Excerpts of bounding box data:
------------

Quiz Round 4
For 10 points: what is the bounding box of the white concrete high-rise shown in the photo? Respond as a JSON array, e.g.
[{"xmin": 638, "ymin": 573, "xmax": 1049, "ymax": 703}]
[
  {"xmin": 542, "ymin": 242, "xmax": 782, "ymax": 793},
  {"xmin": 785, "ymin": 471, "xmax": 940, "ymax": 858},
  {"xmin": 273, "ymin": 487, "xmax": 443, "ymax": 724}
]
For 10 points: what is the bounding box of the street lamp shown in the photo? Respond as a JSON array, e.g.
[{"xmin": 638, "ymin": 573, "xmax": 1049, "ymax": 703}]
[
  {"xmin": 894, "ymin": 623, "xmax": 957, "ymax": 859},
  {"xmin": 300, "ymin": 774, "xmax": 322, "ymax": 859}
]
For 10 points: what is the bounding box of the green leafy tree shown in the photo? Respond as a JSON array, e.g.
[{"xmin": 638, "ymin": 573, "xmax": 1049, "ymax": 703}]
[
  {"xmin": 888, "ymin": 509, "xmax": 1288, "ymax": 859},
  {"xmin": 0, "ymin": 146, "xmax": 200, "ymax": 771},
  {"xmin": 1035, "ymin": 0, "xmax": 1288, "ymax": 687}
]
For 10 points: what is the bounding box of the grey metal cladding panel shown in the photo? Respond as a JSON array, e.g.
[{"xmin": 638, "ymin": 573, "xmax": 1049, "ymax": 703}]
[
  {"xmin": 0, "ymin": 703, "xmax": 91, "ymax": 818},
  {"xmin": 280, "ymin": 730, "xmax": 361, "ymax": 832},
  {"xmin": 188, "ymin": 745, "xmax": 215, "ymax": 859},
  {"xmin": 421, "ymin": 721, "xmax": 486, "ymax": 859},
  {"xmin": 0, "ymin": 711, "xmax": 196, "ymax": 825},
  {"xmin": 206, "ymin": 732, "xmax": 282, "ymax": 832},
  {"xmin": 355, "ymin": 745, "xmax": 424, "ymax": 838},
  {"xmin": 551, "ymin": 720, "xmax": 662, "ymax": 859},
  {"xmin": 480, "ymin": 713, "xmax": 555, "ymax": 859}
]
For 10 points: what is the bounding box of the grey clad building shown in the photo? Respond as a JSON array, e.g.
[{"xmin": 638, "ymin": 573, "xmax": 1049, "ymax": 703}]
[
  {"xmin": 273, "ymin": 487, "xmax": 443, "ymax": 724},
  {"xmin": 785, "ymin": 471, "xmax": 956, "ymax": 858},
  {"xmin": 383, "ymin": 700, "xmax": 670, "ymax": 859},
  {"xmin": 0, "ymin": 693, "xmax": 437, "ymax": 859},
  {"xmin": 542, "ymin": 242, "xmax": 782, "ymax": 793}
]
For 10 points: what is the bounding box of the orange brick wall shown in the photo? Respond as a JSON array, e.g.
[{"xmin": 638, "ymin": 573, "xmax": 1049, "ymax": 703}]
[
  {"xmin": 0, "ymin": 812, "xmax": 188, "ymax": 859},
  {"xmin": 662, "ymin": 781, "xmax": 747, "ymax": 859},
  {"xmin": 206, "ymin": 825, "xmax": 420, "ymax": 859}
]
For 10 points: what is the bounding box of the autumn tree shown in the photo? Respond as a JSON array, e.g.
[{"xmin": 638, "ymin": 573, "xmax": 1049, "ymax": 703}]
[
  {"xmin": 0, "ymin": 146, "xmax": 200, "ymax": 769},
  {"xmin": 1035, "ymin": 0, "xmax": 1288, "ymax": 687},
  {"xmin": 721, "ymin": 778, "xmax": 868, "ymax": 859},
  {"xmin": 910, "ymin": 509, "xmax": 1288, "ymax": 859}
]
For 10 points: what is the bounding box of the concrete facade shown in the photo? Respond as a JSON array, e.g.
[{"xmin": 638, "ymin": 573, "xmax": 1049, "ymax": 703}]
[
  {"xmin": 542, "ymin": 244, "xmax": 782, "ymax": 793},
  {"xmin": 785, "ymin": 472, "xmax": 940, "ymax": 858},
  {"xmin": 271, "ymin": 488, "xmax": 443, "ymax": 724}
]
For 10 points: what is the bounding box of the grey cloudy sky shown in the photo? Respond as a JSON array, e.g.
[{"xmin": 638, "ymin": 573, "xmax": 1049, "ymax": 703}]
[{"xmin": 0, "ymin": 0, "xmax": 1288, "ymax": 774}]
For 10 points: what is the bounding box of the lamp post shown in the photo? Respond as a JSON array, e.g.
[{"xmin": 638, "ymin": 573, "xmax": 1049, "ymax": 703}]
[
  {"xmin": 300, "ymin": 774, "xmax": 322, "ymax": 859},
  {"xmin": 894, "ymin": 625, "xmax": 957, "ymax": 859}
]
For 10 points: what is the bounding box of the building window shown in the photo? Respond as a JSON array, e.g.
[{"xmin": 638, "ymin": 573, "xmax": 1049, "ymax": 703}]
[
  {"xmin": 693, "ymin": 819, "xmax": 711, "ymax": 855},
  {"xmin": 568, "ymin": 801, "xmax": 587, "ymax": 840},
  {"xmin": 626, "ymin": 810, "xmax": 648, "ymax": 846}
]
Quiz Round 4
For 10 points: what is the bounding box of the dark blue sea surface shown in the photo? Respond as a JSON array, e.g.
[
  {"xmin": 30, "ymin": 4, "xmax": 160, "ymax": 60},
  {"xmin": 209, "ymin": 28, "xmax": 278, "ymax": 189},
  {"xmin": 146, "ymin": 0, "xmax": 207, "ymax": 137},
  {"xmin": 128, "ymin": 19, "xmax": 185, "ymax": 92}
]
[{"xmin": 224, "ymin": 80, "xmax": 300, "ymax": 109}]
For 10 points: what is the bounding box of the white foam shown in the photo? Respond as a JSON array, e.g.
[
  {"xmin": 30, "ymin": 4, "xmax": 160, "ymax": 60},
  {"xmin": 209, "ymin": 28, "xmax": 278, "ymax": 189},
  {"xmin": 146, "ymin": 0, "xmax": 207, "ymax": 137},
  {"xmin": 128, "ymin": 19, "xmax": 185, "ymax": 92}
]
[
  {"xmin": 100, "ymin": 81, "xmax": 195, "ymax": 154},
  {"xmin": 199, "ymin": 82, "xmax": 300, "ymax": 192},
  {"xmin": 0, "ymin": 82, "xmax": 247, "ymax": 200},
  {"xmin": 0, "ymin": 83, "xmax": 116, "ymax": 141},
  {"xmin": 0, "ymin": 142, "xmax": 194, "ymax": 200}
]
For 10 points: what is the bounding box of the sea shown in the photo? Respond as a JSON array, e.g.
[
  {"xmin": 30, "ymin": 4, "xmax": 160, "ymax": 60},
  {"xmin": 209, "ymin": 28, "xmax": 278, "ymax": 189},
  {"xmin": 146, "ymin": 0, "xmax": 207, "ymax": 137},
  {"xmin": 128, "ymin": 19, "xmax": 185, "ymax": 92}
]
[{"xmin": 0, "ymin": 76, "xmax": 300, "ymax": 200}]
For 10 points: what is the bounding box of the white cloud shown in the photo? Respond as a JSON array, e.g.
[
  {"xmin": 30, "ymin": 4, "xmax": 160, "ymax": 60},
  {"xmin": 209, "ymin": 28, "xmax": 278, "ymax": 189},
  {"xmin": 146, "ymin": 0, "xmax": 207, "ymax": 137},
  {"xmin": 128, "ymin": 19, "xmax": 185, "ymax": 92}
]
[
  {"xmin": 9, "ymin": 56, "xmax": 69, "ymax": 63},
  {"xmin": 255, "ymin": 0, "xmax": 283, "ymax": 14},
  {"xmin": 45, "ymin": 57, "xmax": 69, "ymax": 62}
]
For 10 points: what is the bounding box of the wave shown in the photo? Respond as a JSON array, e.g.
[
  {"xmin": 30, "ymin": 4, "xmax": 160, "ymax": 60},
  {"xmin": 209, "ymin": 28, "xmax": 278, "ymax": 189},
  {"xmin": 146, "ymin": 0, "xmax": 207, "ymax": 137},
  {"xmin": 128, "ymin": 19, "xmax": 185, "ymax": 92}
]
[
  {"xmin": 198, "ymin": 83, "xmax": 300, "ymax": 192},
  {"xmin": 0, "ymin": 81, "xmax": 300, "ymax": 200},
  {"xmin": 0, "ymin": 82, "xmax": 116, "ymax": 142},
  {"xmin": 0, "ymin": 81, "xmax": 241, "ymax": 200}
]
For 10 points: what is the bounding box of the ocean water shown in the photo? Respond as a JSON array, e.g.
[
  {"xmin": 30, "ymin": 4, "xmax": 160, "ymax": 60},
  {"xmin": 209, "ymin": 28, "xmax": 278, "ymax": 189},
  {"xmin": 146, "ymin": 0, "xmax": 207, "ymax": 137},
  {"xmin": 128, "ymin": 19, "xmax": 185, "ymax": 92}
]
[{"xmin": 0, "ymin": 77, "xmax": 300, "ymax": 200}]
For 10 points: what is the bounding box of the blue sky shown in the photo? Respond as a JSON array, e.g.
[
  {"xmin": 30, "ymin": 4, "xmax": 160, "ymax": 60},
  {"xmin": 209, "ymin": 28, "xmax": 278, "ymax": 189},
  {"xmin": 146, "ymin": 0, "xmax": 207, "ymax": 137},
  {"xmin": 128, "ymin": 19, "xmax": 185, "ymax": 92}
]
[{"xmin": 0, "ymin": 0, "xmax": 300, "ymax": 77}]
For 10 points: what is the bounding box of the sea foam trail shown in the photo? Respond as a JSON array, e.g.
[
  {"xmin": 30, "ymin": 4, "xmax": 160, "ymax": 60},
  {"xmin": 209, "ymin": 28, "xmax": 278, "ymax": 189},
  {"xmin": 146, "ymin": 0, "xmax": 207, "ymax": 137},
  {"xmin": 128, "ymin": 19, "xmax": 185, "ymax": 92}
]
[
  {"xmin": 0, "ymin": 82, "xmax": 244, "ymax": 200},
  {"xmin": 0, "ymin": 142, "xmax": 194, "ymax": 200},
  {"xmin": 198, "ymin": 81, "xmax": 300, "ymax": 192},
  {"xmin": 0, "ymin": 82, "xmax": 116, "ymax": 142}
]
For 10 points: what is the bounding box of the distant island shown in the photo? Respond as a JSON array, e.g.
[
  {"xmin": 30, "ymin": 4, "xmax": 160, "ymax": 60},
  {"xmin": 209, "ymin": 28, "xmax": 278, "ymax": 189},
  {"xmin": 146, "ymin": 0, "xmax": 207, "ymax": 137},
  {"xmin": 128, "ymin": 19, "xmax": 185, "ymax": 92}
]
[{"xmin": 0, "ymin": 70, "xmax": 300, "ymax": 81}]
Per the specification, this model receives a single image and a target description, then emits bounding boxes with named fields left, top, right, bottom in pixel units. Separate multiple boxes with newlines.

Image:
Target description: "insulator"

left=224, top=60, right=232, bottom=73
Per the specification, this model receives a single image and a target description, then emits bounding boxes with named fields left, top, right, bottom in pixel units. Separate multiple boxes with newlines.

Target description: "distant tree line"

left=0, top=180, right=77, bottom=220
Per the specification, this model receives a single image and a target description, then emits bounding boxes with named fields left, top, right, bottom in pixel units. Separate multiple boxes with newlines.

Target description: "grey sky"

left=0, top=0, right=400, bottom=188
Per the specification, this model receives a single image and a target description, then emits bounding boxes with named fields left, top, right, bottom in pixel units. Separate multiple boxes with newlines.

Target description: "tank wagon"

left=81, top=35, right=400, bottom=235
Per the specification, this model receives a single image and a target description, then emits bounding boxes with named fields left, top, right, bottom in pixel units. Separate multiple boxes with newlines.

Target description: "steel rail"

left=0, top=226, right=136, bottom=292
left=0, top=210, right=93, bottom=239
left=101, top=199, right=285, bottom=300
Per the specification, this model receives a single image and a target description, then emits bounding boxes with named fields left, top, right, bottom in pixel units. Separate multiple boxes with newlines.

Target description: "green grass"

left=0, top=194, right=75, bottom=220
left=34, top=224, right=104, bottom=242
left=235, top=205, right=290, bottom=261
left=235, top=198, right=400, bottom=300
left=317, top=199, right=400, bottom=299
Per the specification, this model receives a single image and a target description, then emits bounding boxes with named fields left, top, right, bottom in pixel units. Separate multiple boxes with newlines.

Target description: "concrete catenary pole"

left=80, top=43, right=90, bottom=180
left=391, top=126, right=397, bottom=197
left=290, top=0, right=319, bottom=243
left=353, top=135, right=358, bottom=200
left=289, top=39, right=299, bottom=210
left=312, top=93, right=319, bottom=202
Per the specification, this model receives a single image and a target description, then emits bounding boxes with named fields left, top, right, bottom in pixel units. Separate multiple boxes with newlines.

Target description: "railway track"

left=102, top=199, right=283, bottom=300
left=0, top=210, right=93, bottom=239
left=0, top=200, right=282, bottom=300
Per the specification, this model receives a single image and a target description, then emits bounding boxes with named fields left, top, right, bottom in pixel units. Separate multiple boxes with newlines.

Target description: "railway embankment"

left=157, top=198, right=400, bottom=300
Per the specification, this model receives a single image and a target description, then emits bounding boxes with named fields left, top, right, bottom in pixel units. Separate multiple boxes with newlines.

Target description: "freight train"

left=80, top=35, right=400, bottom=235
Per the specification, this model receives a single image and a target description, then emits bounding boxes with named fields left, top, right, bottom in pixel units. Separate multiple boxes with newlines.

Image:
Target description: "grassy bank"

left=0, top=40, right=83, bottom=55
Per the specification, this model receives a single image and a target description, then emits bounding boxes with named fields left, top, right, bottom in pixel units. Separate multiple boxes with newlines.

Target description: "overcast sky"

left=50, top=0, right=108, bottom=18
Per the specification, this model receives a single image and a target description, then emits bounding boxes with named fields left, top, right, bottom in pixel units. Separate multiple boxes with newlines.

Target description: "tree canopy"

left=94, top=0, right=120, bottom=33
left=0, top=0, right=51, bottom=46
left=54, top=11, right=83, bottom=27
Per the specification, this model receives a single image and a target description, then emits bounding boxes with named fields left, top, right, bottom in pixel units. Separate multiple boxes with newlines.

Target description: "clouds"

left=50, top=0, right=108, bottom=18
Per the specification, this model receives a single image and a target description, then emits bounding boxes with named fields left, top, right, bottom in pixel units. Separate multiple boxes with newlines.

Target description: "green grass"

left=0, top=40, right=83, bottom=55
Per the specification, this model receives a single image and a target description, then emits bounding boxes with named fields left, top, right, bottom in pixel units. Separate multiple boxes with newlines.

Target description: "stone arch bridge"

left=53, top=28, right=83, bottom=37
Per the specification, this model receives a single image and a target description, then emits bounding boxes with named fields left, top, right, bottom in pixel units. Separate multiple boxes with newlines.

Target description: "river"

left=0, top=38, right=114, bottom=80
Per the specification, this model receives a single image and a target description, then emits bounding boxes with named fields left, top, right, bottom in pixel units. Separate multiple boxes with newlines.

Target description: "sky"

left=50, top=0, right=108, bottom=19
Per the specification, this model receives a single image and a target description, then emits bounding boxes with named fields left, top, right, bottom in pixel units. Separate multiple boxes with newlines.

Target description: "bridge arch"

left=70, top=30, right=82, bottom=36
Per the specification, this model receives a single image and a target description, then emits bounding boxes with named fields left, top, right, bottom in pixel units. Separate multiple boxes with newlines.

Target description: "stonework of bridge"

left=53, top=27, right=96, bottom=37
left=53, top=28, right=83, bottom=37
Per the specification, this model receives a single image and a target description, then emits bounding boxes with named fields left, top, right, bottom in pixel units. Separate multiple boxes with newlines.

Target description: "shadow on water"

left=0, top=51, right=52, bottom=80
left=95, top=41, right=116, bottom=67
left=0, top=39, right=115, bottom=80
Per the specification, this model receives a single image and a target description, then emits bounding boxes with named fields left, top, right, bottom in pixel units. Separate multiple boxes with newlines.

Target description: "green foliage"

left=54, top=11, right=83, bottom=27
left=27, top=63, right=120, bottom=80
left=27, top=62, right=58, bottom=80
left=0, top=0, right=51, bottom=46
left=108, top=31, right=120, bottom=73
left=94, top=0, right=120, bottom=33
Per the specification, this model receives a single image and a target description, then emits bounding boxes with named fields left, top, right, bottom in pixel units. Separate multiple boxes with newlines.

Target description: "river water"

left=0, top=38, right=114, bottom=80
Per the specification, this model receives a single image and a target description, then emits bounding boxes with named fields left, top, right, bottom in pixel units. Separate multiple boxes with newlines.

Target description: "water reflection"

------------

* [Exercise prompt]: Count the lines in the listing above that contain the word "bridge". Give only the number.

* [Solution]: 3